[Natural language region descriptions]
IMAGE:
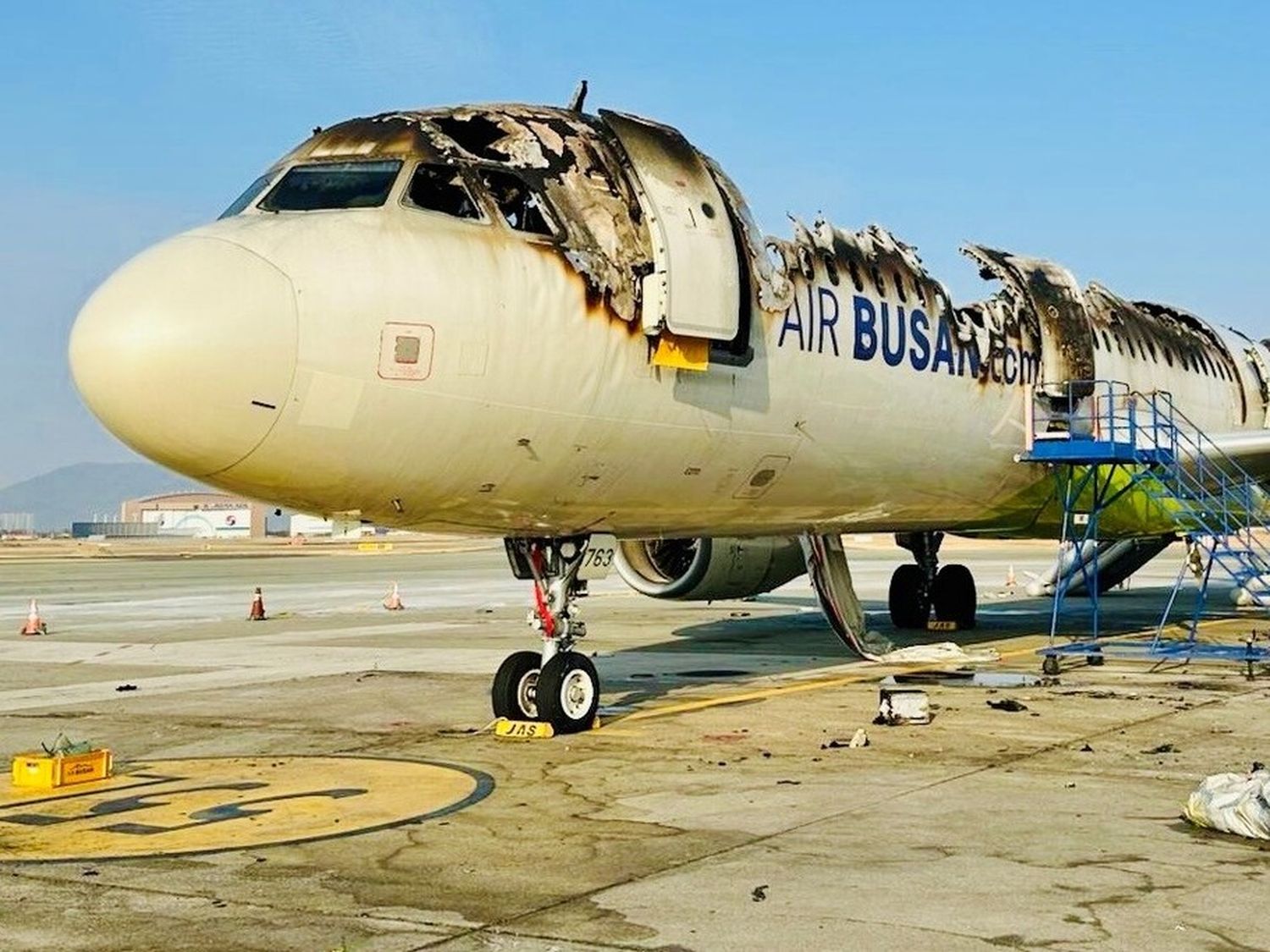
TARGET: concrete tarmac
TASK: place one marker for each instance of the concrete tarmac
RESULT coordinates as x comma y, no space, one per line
323,779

● Task instructions: Exactly as written, copy the lines from the one containing "RESULT coordinates as" to the end of the entries, both ends included.

● Exercise answer:
RESULT coordinates as x comma y, no space, one per line
323,779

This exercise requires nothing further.